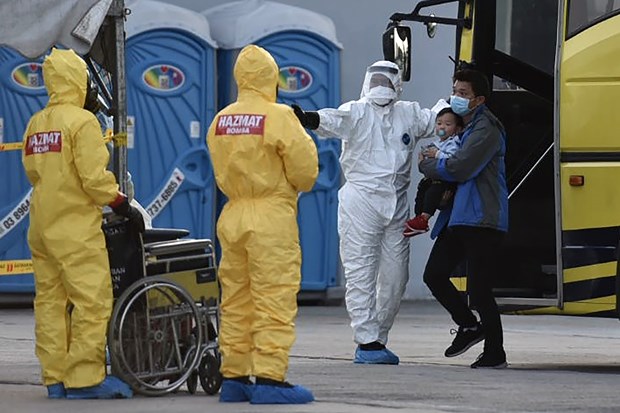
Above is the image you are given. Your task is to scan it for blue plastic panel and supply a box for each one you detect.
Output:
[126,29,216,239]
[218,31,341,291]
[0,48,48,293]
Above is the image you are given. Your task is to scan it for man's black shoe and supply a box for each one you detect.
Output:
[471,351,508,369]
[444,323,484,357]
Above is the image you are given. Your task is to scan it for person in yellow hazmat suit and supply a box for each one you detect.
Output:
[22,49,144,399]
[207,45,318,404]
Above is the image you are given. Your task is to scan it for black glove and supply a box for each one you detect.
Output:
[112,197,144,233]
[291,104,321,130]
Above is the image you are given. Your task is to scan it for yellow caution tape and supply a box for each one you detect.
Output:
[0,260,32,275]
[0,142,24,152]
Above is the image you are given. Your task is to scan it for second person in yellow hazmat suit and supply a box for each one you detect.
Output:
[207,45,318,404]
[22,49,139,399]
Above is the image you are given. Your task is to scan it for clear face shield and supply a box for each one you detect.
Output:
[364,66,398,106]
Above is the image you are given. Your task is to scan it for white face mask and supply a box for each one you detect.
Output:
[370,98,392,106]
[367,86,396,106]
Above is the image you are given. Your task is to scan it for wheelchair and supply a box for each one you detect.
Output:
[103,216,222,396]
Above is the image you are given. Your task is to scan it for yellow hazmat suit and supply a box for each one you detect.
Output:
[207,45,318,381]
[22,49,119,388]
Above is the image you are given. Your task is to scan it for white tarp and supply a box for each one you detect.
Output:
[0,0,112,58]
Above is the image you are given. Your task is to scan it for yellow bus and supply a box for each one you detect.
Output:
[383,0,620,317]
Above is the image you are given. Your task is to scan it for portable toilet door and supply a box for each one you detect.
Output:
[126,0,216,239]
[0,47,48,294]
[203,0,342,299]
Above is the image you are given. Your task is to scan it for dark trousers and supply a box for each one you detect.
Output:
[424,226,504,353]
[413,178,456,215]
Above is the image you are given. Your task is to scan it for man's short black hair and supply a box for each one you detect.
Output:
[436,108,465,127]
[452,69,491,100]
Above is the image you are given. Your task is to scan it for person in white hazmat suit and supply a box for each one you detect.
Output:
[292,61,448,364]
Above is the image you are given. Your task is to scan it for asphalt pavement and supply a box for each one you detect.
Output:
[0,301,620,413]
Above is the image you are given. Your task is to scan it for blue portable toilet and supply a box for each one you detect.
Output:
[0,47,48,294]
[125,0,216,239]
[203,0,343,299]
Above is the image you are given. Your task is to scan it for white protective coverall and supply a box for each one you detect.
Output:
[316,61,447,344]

—————

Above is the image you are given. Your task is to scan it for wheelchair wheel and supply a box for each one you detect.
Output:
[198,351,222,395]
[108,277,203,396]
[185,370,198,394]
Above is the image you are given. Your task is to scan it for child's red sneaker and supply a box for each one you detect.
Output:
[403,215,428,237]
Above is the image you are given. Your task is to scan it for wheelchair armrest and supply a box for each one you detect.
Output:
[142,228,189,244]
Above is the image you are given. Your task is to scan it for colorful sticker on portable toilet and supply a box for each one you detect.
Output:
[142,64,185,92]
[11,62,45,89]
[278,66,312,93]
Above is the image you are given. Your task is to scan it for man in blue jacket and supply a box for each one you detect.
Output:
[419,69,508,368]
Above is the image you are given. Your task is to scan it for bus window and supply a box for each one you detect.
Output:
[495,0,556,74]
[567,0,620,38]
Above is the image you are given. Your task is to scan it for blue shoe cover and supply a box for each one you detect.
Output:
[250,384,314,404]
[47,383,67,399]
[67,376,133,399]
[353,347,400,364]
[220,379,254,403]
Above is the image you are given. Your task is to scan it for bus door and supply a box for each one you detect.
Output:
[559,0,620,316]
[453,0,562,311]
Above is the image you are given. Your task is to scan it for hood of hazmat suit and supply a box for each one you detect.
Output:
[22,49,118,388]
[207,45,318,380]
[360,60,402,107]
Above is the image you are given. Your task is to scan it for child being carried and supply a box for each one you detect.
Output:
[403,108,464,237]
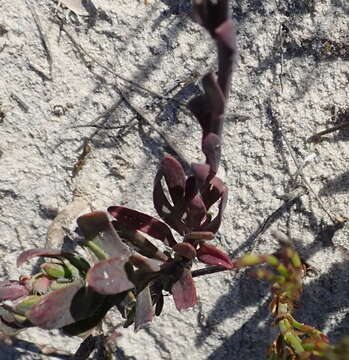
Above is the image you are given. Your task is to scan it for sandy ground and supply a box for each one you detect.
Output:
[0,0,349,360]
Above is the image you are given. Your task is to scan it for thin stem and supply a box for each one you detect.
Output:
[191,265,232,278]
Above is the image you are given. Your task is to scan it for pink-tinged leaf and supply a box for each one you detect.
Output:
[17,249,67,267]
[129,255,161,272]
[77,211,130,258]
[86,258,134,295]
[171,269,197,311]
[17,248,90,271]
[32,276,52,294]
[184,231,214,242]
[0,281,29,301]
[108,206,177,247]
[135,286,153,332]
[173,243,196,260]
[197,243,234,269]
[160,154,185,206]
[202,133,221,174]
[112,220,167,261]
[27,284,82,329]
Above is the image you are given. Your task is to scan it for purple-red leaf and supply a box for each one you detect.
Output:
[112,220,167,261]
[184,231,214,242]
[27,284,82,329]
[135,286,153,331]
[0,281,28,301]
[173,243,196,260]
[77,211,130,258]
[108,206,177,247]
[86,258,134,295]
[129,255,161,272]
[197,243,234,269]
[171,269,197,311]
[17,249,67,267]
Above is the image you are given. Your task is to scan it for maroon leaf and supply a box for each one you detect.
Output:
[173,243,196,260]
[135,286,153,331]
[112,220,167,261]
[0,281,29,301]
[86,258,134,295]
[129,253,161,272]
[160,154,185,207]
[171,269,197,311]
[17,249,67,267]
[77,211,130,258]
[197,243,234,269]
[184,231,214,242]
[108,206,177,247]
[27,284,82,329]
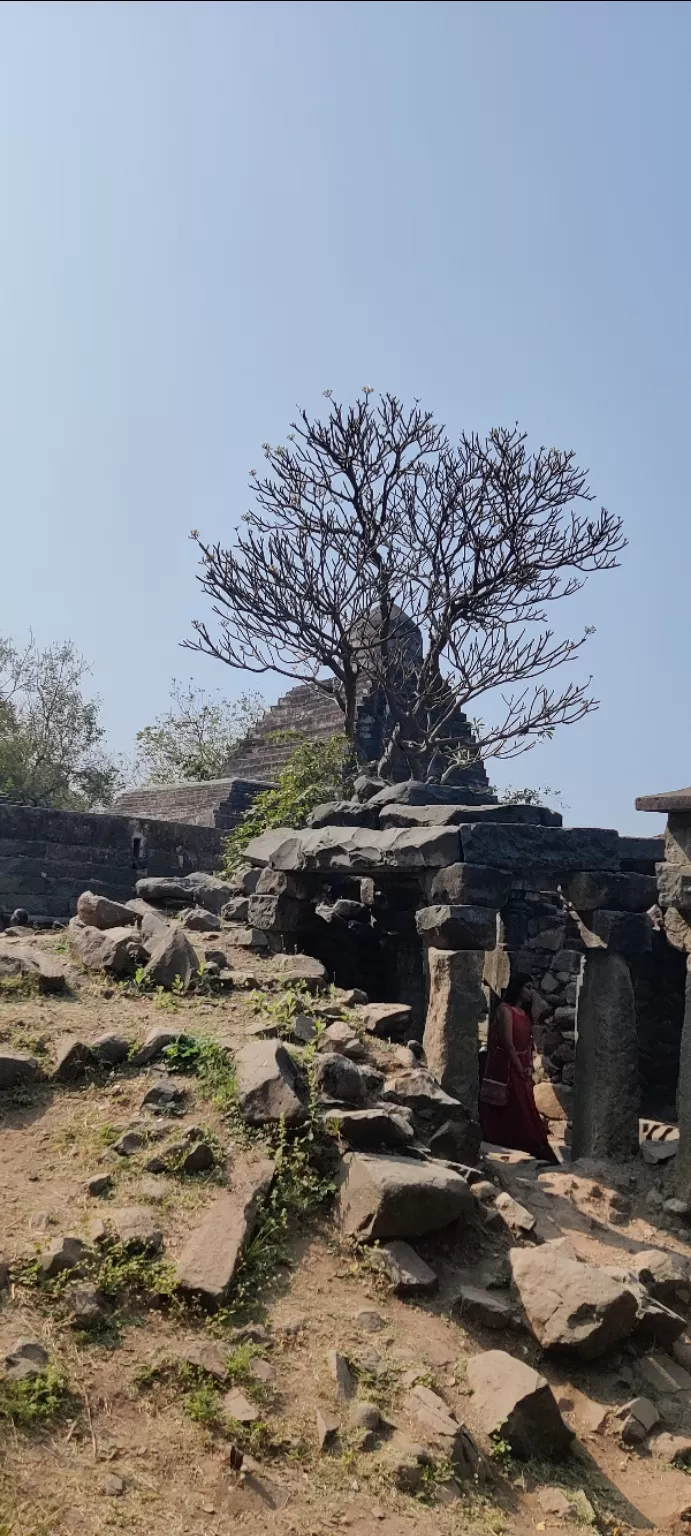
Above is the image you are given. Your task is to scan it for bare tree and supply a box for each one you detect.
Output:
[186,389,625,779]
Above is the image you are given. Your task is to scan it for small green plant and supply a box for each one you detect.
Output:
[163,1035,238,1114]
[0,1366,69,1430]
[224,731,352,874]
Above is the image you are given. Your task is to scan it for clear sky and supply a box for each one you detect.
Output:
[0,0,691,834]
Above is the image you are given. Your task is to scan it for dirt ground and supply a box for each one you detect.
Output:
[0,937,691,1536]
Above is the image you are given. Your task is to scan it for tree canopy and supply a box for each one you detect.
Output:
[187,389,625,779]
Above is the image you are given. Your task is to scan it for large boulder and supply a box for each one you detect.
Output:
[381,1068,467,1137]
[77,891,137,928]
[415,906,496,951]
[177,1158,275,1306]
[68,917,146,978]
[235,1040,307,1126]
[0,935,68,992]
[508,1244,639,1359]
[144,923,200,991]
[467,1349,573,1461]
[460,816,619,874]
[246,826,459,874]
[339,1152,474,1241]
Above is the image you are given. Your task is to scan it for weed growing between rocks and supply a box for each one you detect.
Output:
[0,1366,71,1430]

—————

● What to work on: Copy out the rows above word for word, beginning at the line that has "for blue plastic" and stopping after the line that has "[291,104,321,130]".

● Task solution:
Above is the image you are given. Your task is to scan it for blue plastic panel and supply a box for each one you detect.
Output:
[126,29,216,239]
[218,31,341,291]
[0,48,48,293]
Above is the image you are given. Your task is to scan it for man's black shoe and supply a box for each one you detect.
Output:
[471,351,508,369]
[444,323,484,357]
Above is the image you are given. Your task is to scan it for person in yellow hazmat suit and supply a box for each one you detect.
Output:
[22,49,144,399]
[207,45,318,404]
Above is the image you are given. Your task is to scan it for black glove and supply a box for each one you detect.
Output:
[112,197,144,233]
[291,104,321,130]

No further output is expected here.